▶ **DIRECTIONS**
Show each line in the material below that contains the string "gray". Case counts.
_ _ _ _
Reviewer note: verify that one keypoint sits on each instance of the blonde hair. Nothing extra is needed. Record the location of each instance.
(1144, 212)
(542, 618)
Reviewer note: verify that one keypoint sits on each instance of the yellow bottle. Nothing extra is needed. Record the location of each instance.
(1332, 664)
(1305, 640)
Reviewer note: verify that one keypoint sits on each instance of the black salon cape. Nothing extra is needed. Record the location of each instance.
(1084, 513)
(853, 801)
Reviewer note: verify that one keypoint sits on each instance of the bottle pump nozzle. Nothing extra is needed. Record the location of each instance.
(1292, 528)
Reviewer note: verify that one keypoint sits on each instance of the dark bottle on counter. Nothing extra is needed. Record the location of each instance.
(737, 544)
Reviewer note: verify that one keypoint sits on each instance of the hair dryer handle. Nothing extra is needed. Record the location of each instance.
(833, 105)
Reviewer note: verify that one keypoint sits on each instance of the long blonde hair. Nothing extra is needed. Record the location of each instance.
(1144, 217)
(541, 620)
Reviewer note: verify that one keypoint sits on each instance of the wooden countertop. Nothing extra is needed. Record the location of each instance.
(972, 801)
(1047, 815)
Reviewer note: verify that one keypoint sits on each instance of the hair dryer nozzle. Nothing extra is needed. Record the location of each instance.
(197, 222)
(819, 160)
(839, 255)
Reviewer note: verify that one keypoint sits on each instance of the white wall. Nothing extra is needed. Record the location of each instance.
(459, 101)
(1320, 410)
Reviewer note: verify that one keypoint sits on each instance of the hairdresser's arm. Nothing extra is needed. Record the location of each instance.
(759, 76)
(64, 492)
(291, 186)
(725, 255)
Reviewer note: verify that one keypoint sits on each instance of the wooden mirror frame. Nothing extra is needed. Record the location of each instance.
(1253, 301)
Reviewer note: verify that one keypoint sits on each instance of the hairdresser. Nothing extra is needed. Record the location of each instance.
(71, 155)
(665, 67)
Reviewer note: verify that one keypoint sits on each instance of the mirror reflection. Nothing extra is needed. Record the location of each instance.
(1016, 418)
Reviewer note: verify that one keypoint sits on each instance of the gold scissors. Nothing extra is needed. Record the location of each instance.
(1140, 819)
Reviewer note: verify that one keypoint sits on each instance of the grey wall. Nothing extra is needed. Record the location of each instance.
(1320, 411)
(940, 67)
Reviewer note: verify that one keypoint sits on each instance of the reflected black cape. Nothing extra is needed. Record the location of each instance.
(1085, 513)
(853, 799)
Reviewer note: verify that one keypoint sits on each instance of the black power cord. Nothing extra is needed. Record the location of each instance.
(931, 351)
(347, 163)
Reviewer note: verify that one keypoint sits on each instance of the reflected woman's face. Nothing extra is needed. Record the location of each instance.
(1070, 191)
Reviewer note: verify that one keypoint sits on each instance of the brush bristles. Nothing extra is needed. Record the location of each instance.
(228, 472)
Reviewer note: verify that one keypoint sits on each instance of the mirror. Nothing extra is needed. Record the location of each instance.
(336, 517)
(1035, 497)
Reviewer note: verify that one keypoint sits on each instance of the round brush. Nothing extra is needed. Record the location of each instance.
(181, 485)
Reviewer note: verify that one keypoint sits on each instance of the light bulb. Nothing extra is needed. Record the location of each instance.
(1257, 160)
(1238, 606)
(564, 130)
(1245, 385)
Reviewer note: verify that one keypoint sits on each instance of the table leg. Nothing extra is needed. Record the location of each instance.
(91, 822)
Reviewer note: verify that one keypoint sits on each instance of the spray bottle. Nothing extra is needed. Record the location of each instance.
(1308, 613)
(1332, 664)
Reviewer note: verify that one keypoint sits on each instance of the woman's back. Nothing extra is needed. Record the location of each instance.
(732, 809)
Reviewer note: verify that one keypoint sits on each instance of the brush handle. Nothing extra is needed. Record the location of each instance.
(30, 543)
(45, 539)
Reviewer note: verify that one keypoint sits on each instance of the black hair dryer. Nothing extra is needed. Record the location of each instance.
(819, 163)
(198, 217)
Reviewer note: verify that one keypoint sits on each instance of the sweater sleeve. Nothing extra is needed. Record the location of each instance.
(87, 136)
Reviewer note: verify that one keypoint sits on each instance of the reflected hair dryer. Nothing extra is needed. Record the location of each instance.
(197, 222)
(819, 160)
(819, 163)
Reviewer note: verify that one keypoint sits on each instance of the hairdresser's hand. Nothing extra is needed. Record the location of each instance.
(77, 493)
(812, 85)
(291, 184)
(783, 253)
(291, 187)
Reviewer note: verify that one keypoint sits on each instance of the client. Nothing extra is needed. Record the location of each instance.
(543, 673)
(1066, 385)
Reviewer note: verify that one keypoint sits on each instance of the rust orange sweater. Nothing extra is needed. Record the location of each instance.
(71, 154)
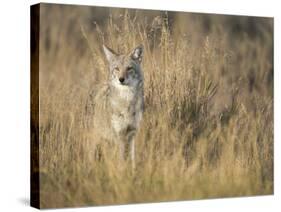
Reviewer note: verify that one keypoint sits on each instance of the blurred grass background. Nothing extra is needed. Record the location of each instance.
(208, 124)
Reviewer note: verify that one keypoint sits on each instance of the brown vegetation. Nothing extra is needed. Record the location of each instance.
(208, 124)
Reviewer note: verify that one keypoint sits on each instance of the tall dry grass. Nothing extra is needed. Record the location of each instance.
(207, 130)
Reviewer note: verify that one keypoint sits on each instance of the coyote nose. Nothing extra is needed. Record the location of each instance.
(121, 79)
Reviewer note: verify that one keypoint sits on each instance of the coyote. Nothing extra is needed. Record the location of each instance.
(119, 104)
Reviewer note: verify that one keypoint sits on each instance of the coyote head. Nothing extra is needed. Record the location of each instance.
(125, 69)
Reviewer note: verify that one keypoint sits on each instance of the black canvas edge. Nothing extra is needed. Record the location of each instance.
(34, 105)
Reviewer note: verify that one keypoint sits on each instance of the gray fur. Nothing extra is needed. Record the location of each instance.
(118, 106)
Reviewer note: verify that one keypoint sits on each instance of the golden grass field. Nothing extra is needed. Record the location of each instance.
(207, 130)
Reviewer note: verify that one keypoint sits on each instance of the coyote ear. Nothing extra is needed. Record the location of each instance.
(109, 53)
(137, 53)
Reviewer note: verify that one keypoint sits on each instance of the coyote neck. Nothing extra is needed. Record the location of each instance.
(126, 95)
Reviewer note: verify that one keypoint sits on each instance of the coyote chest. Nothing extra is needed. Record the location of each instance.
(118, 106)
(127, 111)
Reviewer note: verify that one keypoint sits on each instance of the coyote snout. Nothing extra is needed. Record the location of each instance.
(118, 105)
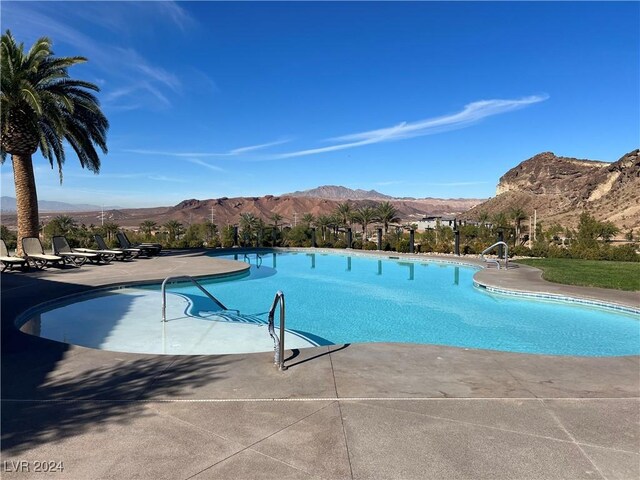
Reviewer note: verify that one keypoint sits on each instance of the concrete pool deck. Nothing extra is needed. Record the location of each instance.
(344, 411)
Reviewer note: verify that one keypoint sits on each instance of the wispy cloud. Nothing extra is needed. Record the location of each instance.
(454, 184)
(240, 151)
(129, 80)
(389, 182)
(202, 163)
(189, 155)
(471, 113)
_ _ _ _
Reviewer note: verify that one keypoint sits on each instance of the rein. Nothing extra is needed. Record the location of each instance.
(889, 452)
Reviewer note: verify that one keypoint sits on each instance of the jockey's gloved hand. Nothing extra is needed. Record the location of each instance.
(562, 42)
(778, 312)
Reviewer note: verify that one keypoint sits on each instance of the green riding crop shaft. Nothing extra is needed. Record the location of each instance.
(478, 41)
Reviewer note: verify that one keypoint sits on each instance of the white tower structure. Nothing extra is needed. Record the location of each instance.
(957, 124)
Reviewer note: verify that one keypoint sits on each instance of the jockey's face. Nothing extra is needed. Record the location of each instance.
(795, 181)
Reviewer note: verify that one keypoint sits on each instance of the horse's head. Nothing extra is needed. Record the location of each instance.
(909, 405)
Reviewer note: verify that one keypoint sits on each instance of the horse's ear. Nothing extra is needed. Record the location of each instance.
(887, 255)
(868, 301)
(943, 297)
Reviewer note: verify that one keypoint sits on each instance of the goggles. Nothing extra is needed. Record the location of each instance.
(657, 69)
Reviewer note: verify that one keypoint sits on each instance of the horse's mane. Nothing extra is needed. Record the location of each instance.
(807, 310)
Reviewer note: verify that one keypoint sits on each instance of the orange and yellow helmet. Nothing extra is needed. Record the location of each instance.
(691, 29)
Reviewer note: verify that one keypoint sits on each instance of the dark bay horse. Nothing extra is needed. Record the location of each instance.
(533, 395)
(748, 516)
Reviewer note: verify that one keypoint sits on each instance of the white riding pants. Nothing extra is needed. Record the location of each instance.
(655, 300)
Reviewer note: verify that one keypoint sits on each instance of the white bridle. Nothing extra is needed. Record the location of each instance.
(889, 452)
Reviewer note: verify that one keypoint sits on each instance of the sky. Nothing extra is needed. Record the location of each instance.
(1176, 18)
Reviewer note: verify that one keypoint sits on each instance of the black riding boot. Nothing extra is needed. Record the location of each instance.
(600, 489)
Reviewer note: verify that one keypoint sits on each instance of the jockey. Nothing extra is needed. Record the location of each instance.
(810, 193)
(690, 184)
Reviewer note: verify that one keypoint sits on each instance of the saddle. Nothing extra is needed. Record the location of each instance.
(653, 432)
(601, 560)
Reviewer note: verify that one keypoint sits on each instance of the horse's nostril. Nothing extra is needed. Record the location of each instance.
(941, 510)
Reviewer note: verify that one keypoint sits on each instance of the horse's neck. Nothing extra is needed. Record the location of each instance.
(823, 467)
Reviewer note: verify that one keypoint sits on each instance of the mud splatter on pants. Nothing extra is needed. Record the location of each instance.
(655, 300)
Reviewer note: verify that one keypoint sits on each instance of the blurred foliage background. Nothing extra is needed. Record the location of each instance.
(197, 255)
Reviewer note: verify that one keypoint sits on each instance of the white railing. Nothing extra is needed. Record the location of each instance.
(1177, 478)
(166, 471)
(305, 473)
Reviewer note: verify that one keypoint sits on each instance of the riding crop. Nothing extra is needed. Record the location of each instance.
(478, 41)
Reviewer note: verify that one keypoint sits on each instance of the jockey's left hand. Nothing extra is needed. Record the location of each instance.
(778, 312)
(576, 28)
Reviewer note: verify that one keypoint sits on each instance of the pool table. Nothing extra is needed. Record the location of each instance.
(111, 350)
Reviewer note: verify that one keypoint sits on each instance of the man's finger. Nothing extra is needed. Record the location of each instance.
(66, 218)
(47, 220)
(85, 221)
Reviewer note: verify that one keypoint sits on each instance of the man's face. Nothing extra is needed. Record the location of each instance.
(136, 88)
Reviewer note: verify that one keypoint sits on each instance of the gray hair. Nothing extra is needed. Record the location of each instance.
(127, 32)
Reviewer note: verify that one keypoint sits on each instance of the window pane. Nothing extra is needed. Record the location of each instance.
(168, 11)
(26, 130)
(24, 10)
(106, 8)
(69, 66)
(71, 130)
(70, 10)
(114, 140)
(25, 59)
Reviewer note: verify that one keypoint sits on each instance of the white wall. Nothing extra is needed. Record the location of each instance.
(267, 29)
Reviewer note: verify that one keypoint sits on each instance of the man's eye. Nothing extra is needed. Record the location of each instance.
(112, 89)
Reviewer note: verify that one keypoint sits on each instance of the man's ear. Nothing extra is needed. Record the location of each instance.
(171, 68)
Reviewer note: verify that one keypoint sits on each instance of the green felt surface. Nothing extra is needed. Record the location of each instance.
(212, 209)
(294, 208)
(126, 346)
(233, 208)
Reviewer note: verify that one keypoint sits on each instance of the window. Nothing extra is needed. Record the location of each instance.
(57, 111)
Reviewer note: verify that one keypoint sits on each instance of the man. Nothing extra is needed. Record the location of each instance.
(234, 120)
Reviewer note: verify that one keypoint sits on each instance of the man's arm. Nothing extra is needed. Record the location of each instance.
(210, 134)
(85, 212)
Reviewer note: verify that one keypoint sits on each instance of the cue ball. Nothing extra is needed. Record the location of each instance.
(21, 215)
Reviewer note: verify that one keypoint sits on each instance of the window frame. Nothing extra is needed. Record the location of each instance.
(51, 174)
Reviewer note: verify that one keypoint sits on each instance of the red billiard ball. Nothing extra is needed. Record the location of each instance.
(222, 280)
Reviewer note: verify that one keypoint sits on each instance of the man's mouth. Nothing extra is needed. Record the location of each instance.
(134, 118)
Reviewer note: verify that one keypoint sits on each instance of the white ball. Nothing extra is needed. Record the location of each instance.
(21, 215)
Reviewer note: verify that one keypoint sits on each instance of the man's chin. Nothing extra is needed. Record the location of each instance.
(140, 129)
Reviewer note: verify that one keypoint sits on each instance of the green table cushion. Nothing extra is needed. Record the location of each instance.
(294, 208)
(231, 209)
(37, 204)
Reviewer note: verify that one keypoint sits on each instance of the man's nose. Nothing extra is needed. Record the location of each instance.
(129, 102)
_ _ _ _
▶ **OUTPUT BELOW**
Reviewer note: verify that one keypoint sits on each instance of the gray fur. Nothing extra is needed. Record the location of each instance.
Reviewer note: verify that one keypoint sits on each instance of the gray hair. Nothing extra is needed. Record the location of each instance.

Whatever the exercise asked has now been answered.